-------- STORED DATA --------

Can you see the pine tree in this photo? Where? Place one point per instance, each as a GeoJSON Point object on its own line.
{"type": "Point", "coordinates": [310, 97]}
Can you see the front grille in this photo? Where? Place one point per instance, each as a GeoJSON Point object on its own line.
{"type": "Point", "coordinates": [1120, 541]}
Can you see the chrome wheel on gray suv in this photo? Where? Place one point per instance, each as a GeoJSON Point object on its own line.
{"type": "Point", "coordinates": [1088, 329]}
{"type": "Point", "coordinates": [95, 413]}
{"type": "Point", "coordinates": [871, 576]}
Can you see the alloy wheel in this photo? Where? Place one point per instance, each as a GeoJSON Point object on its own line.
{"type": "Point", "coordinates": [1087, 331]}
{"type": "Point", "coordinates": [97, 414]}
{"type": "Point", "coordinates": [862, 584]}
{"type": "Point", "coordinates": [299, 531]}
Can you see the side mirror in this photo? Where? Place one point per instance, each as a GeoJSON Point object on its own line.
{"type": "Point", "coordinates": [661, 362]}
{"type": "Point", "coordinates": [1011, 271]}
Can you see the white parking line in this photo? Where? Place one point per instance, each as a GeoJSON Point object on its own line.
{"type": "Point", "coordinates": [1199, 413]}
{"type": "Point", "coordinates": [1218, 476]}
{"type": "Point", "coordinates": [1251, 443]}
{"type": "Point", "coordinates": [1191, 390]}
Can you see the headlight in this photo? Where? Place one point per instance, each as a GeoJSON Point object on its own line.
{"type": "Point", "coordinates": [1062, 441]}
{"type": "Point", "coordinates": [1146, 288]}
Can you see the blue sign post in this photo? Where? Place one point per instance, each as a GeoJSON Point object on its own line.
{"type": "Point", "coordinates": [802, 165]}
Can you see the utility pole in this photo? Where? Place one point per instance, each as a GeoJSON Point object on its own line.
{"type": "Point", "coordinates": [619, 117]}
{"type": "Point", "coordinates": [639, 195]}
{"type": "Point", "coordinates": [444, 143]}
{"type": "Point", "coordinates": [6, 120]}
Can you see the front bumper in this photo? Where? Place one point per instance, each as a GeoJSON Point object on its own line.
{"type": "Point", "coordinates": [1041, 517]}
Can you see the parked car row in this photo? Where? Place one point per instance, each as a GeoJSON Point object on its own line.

--------

_STATED TASK_
Render the records from the line containing "Can you see the side" through the end of the records, inclusive, as a JSON list of strings with one string per line and blank lines omitted.

_TASK ANSWER_
[
  "Can you see the side mirror in this photo? Where? Place one point per instance, each as a GeoJSON Point object on its own line.",
  "{\"type\": \"Point\", \"coordinates\": [661, 362]}",
  "{\"type\": \"Point\", \"coordinates\": [1011, 271]}",
  "Can you see the white parking line in this photo? Where? Place one point per instance, each as a GeoJSON Point object on its own line.",
  "{\"type\": \"Point\", \"coordinates\": [1199, 413]}",
  "{\"type\": \"Point\", \"coordinates\": [1218, 476]}",
  "{\"type\": \"Point\", \"coordinates\": [1251, 443]}",
  "{\"type\": \"Point\", \"coordinates\": [1191, 390]}",
  "Can you see the headlight in this photo? Where? Place one point per instance, each as a GeoJSON Point object on its own line.",
  "{\"type\": \"Point\", \"coordinates\": [1062, 441]}",
  "{\"type\": \"Point\", \"coordinates\": [1146, 288]}",
  "Can you see the blue sign post in this photo? Where? Place one point per instance, each as a GeoJSON Point object on its own line.",
  "{\"type\": \"Point\", \"coordinates\": [802, 165]}",
  "Can you see the utility pole in this photo? Where? Place one point per instance, each as a GeoJSON Point object on its own line.",
  "{\"type\": \"Point\", \"coordinates\": [619, 117]}",
  "{\"type\": \"Point\", \"coordinates\": [639, 195]}",
  "{\"type\": \"Point\", \"coordinates\": [444, 143]}",
  "{\"type\": \"Point\", \"coordinates\": [6, 120]}",
  "Can you see the front bumper in this photo? Where? Place one point per instance, each as a GeoJSON Point object on its own line.",
  "{\"type\": \"Point\", \"coordinates\": [1041, 517]}",
  "Can you see the parked car row in this photo? Where? Place one point per instance, each as a GeoJSON Point object on its own line."
]